INSTRUCTIONS TO FOLLOW =>
Return each record verbatim, images excluded.

DATA =>
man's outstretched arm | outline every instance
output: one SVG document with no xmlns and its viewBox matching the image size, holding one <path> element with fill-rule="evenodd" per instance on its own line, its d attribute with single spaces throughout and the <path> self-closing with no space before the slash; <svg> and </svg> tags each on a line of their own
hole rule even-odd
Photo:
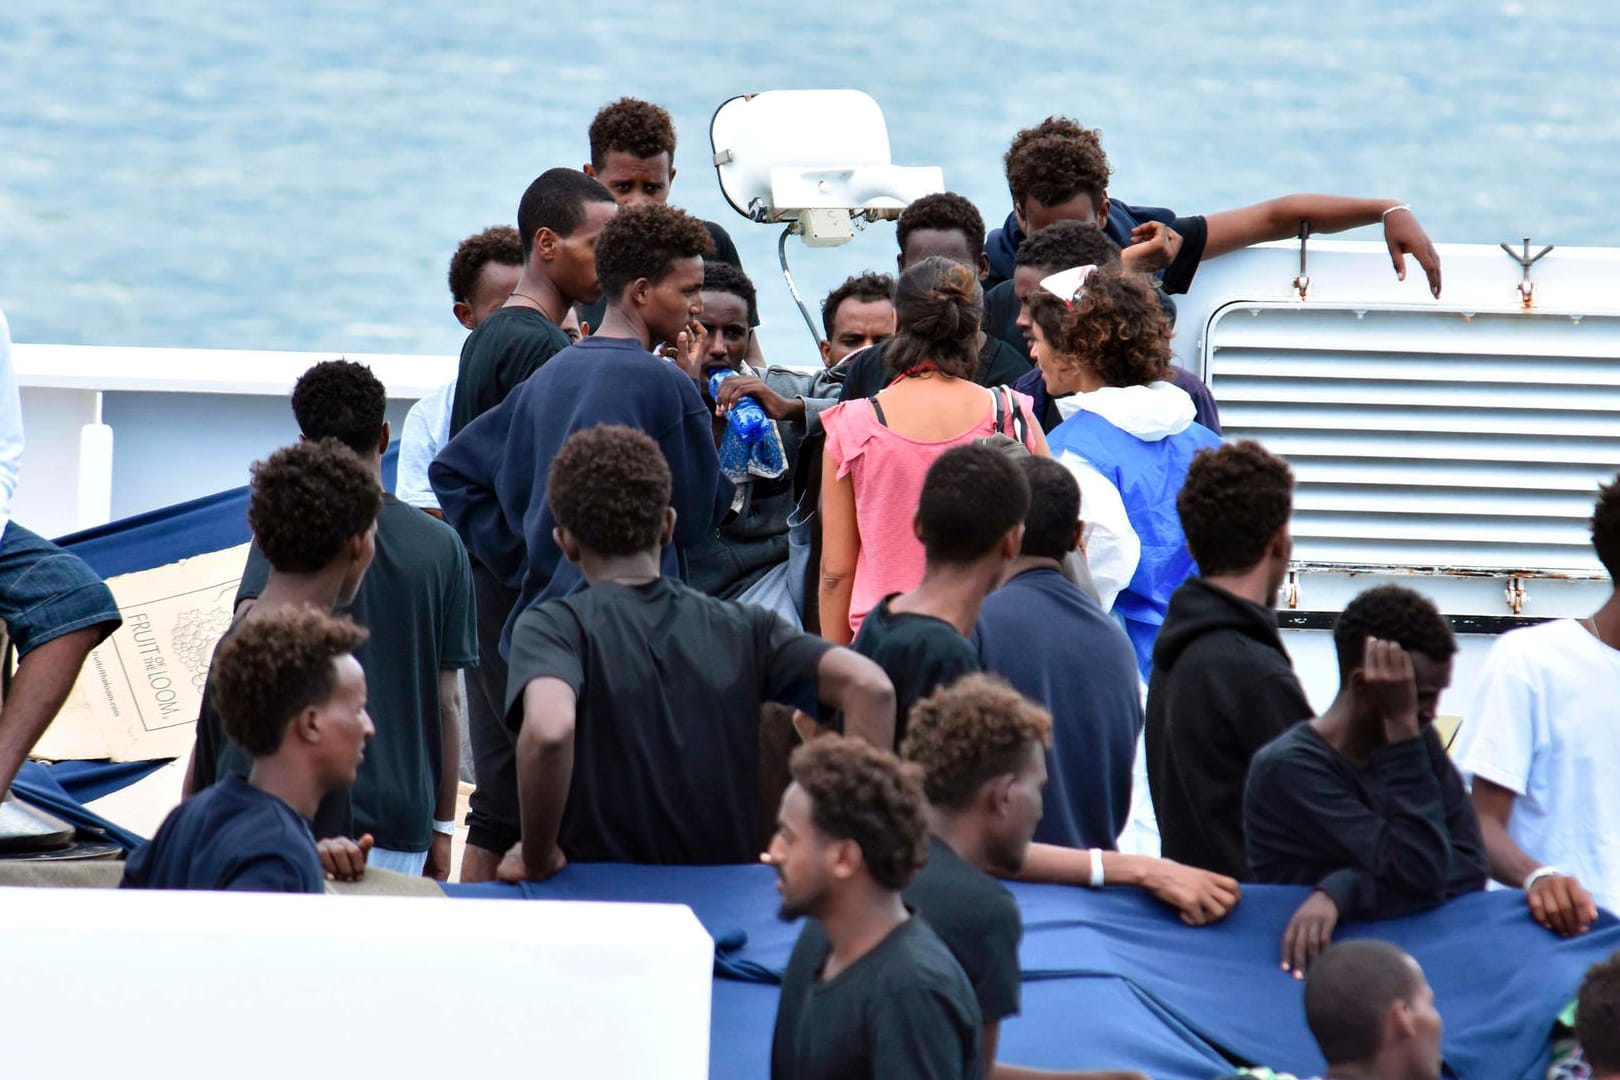
<svg viewBox="0 0 1620 1080">
<path fill-rule="evenodd" d="M 1336 233 L 1363 225 L 1384 224 L 1395 276 L 1406 280 L 1406 256 L 1411 255 L 1429 278 L 1429 291 L 1440 295 L 1440 254 L 1423 231 L 1410 207 L 1395 199 L 1354 199 L 1344 195 L 1284 195 L 1241 210 L 1223 210 L 1204 218 L 1208 235 L 1204 258 L 1213 259 L 1250 244 L 1292 240 L 1300 226 L 1310 222 L 1311 233 Z"/>
<path fill-rule="evenodd" d="M 1238 883 L 1224 874 L 1183 866 L 1148 855 L 1102 852 L 1105 885 L 1135 885 L 1176 909 L 1188 926 L 1224 919 L 1242 898 Z M 1056 844 L 1031 844 L 1019 881 L 1048 885 L 1090 885 L 1091 852 Z"/>
</svg>

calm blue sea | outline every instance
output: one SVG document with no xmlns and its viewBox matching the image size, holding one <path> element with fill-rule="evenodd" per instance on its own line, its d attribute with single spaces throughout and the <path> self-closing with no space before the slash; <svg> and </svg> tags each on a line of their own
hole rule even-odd
<svg viewBox="0 0 1620 1080">
<path fill-rule="evenodd" d="M 1111 193 L 1199 212 L 1399 196 L 1437 240 L 1620 243 L 1617 21 L 1601 4 L 858 5 L 481 0 L 0 4 L 0 308 L 28 342 L 453 352 L 457 241 L 647 97 L 675 201 L 731 230 L 767 354 L 808 337 L 775 230 L 726 206 L 716 105 L 856 87 L 895 160 L 992 223 L 1001 153 L 1051 112 L 1102 129 Z M 892 227 L 795 249 L 821 296 Z"/>
</svg>

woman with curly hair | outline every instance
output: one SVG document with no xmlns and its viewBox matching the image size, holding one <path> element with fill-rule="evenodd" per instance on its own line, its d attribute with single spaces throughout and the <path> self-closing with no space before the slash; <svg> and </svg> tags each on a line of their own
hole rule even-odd
<svg viewBox="0 0 1620 1080">
<path fill-rule="evenodd" d="M 1066 270 L 1029 304 L 1030 351 L 1063 416 L 1047 436 L 1052 456 L 1080 483 L 1098 599 L 1124 623 L 1146 679 L 1170 594 L 1197 569 L 1176 495 L 1193 455 L 1220 436 L 1194 421 L 1192 399 L 1168 381 L 1170 323 L 1146 278 Z"/>
<path fill-rule="evenodd" d="M 940 455 L 996 433 L 1047 453 L 1028 397 L 973 381 L 984 294 L 971 269 L 937 255 L 914 263 L 894 304 L 888 386 L 821 414 L 821 633 L 840 645 L 884 597 L 922 581 L 914 519 Z"/>
</svg>

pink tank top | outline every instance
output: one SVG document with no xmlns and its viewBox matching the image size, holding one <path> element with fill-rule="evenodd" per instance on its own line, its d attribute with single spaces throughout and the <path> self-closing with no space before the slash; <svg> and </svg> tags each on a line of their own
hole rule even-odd
<svg viewBox="0 0 1620 1080">
<path fill-rule="evenodd" d="M 1035 423 L 1034 403 L 1017 391 L 1008 393 L 1023 409 L 1026 425 Z M 941 454 L 953 446 L 995 433 L 996 407 L 985 391 L 984 417 L 960 435 L 939 442 L 908 438 L 886 427 L 869 399 L 846 401 L 821 414 L 827 431 L 827 453 L 837 463 L 839 478 L 848 476 L 855 492 L 855 525 L 861 550 L 855 560 L 855 585 L 849 601 L 849 628 L 859 633 L 861 620 L 890 593 L 908 592 L 922 583 L 922 541 L 912 528 L 922 499 L 923 477 Z M 1011 410 L 1002 431 L 1012 435 Z M 1028 438 L 1025 439 L 1028 445 Z"/>
</svg>

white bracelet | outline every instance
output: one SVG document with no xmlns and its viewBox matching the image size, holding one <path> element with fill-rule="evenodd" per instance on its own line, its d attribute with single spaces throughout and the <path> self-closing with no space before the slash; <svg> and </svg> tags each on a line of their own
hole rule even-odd
<svg viewBox="0 0 1620 1080">
<path fill-rule="evenodd" d="M 1399 206 L 1392 206 L 1388 210 L 1385 210 L 1382 214 L 1379 214 L 1378 215 L 1378 220 L 1383 221 L 1385 218 L 1389 217 L 1389 215 L 1393 214 L 1397 210 L 1405 210 L 1408 214 L 1410 214 L 1412 212 L 1412 204 L 1411 203 L 1401 203 Z"/>
<path fill-rule="evenodd" d="M 1091 849 L 1091 887 L 1093 889 L 1100 889 L 1103 887 L 1102 856 L 1102 848 Z"/>
<path fill-rule="evenodd" d="M 1530 871 L 1529 877 L 1524 879 L 1524 891 L 1529 892 L 1531 888 L 1535 886 L 1536 882 L 1540 881 L 1544 877 L 1558 877 L 1562 873 L 1563 871 L 1558 869 L 1556 866 L 1538 866 L 1534 870 Z"/>
<path fill-rule="evenodd" d="M 433 831 L 440 836 L 454 836 L 456 835 L 456 823 L 454 820 L 440 821 L 438 818 L 434 818 Z"/>
</svg>

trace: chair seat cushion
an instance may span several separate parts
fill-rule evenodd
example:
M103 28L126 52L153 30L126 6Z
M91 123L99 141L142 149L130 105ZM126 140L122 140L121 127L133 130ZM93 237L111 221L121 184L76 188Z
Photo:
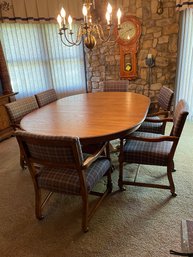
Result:
M134 132L132 136L156 138L161 134ZM167 166L168 154L171 151L173 142L144 142L137 140L127 140L123 147L124 161L129 163L139 163L148 165Z
M110 166L110 161L101 157L85 171L88 192L105 175ZM43 167L37 176L37 182L39 187L53 192L80 194L80 179L77 170Z
M158 116L153 116L153 117L148 117L148 119L159 120L160 118ZM139 127L138 131L162 134L163 122L154 123L154 122L144 121Z

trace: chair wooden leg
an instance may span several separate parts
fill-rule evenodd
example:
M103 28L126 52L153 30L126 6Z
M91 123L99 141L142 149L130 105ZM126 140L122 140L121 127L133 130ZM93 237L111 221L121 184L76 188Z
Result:
M20 154L20 166L21 168L24 170L26 168L26 165L25 165L25 160L24 160L24 156L22 154Z
M169 184L170 184L170 192L171 192L172 196L177 196L177 194L175 192L175 185L174 185L173 177L172 177L173 168L174 168L173 163L170 163L167 166L167 176L168 176L168 180L169 180Z
M43 219L41 207L41 189L35 188L35 214L38 220Z
M82 230L88 232L88 196L82 195Z
M89 206L87 192L82 192L82 230L84 232L88 232L89 230L88 224L90 219L92 218L92 216L94 215L95 211L100 206L102 201L105 199L105 197L112 191L111 173L112 173L112 167L110 167L110 169L106 173L107 187L104 193L94 192L94 191L89 192L91 195L95 195L99 197L95 202L95 204L92 205L92 207Z
M175 172L176 169L174 168L174 161L172 160L172 172Z
M113 184L111 179L111 173L113 172L113 168L111 167L107 172L107 190L109 193L112 192Z
M118 186L121 191L125 191L125 188L123 187L123 162L119 161L119 180L118 180Z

ANSWER =>
man's outstretched arm | outline every instance
output: one SVG document with no xmlns and its viewBox matching the image size, holding one <path> element with fill-rule="evenodd" per instance on its own line, its d attribute with single spaces throughout and the <path> self-closing with no space before the slash; <svg> and </svg> tags each on a line of their own
hole rule even-odd
Photo:
<svg viewBox="0 0 1620 1080">
<path fill-rule="evenodd" d="M 1336 233 L 1363 225 L 1384 224 L 1395 276 L 1406 280 L 1406 256 L 1411 255 L 1429 278 L 1429 291 L 1440 295 L 1440 254 L 1423 231 L 1410 207 L 1395 199 L 1354 199 L 1344 195 L 1284 195 L 1241 210 L 1223 210 L 1204 218 L 1208 235 L 1204 258 L 1213 259 L 1250 244 L 1292 240 L 1300 226 L 1310 222 L 1311 233 Z"/>
<path fill-rule="evenodd" d="M 1238 883 L 1224 874 L 1183 866 L 1148 855 L 1102 852 L 1105 885 L 1135 885 L 1176 909 L 1188 926 L 1224 919 L 1242 898 Z M 1056 844 L 1031 844 L 1019 881 L 1048 885 L 1090 885 L 1091 852 Z"/>
</svg>

calm blue sea | outline every instance
output: one SVG document with no xmlns and its viewBox matching the image size, holding one <path> element with fill-rule="evenodd" per instance on its own line, its d attribute with single spaces throughout and the <path> self-closing with no space before the slash; <svg> and </svg> tags each on a line of their own
hole rule even-odd
<svg viewBox="0 0 1620 1080">
<path fill-rule="evenodd" d="M 1111 193 L 1199 212 L 1399 196 L 1437 240 L 1620 243 L 1617 21 L 1601 4 L 858 5 L 481 0 L 0 4 L 0 308 L 28 342 L 453 352 L 457 241 L 647 97 L 675 201 L 731 230 L 767 354 L 808 337 L 775 230 L 726 206 L 716 105 L 856 87 L 895 160 L 992 223 L 1001 153 L 1051 112 L 1102 129 Z M 892 227 L 795 249 L 821 296 Z"/>
</svg>

woman with curly hair | outline every instance
output: one SVG document with no xmlns and its viewBox matching the image size, holding one <path> element with fill-rule="evenodd" per instance on its own line, its d attribute with single spaces throughout and the <path> self-closing with no space before the slash; <svg> and </svg> tags each on a line of their own
hole rule even-odd
<svg viewBox="0 0 1620 1080">
<path fill-rule="evenodd" d="M 1066 270 L 1029 304 L 1030 351 L 1063 416 L 1047 436 L 1052 456 L 1080 483 L 1098 599 L 1124 623 L 1146 679 L 1170 594 L 1197 569 L 1176 495 L 1193 455 L 1220 436 L 1194 421 L 1192 399 L 1168 381 L 1170 323 L 1146 278 Z"/>
<path fill-rule="evenodd" d="M 940 455 L 996 433 L 1047 453 L 1028 397 L 973 381 L 984 294 L 971 269 L 937 255 L 914 263 L 894 304 L 888 386 L 821 414 L 821 633 L 840 645 L 884 597 L 922 581 L 914 519 Z"/>
</svg>

pink tank top | outline every instance
output: one SVG document with no xmlns and its viewBox matching the image size, holding one <path> element with fill-rule="evenodd" per instance on its own line, its d attribute with single spaces throughout and the <path> self-closing with no space before the slash; <svg> and </svg> tags each on a line of their own
hole rule even-odd
<svg viewBox="0 0 1620 1080">
<path fill-rule="evenodd" d="M 1035 423 L 1034 403 L 1017 391 L 1008 393 L 1023 409 L 1026 425 Z M 941 454 L 953 446 L 995 433 L 996 407 L 985 391 L 984 417 L 960 435 L 939 442 L 908 438 L 886 427 L 869 399 L 846 401 L 821 414 L 827 431 L 827 453 L 837 463 L 839 478 L 848 476 L 855 492 L 855 525 L 861 550 L 855 560 L 855 585 L 849 601 L 849 628 L 859 633 L 861 620 L 890 593 L 908 592 L 922 583 L 922 541 L 912 528 L 922 499 L 923 477 Z M 1011 410 L 1002 431 L 1012 435 Z M 1028 438 L 1025 439 L 1028 445 Z"/>
</svg>

white bracelet | outline every instance
output: one SVG document with no xmlns and its viewBox matching the image size, holding one <path> element with fill-rule="evenodd" per instance on its own line, its d attribute with single spaces throughout and the <path> self-closing with no space before the slash; <svg> and </svg> tags each on a line of their own
hole rule even-odd
<svg viewBox="0 0 1620 1080">
<path fill-rule="evenodd" d="M 1399 206 L 1392 206 L 1388 210 L 1385 210 L 1382 214 L 1379 214 L 1378 215 L 1378 220 L 1383 221 L 1385 218 L 1389 217 L 1389 215 L 1393 214 L 1397 210 L 1405 210 L 1408 214 L 1410 214 L 1412 212 L 1412 204 L 1411 203 L 1401 203 Z"/>
<path fill-rule="evenodd" d="M 1091 849 L 1091 887 L 1093 889 L 1100 889 L 1103 887 L 1102 856 L 1102 848 Z"/>
<path fill-rule="evenodd" d="M 1530 871 L 1529 877 L 1524 879 L 1524 891 L 1529 892 L 1531 888 L 1535 886 L 1536 882 L 1540 881 L 1544 877 L 1558 877 L 1562 873 L 1563 871 L 1558 869 L 1556 866 L 1538 866 L 1534 870 Z"/>
<path fill-rule="evenodd" d="M 433 831 L 440 836 L 454 836 L 456 835 L 456 823 L 454 820 L 440 821 L 438 818 L 434 818 Z"/>
</svg>

trace: chair seat cushion
an instance may span several separate parts
fill-rule evenodd
example:
M103 28L126 52L153 30L126 6Z
M91 123L99 141L142 149L130 105ZM126 140L122 140L121 127L133 130ZM93 237L111 221L121 184L76 188Z
Photo:
Result:
M134 132L132 136L156 138L161 134ZM167 166L168 154L171 151L173 142L144 142L137 140L127 140L123 147L124 161L129 163L139 163L148 165Z
M110 166L110 161L101 157L85 171L88 192L105 175ZM43 167L37 176L37 182L39 187L53 192L80 194L80 179L77 170Z
M158 116L153 116L153 117L148 117L148 119L159 120L160 118ZM139 127L138 131L162 134L163 122L154 123L154 122L144 121Z

trace: chair wooden leg
an instance may span several separate parts
fill-rule evenodd
example:
M103 28L126 52L153 30L126 6Z
M91 123L99 141L142 149L130 105ZM126 140L122 140L121 127L133 130ZM93 237L111 221L121 184L76 188Z
Result:
M20 154L20 166L21 168L24 170L26 168L26 165L25 165L25 160L24 160L24 156L22 154Z
M169 184L170 184L170 192L171 192L172 196L177 196L177 194L175 192L175 185L174 185L173 177L172 177L173 168L174 168L173 163L170 163L167 166L167 176L168 176L168 180L169 180Z
M43 219L41 207L41 189L35 188L35 214L38 220Z
M82 230L88 232L88 196L82 195Z
M89 206L87 192L82 192L82 230L84 232L88 232L89 230L88 224L90 219L92 218L92 216L94 215L95 211L100 206L102 201L105 199L105 197L112 191L111 173L112 173L112 167L110 167L110 169L106 173L107 187L104 193L94 192L94 191L89 192L91 195L95 195L99 197L95 202L95 204L92 205L92 207Z
M175 172L176 169L174 168L174 161L172 160L172 172Z
M113 184L111 179L111 173L113 172L113 168L111 167L107 172L107 190L109 193L112 192Z
M118 186L121 191L125 191L125 188L123 187L123 162L119 161L119 180L118 180Z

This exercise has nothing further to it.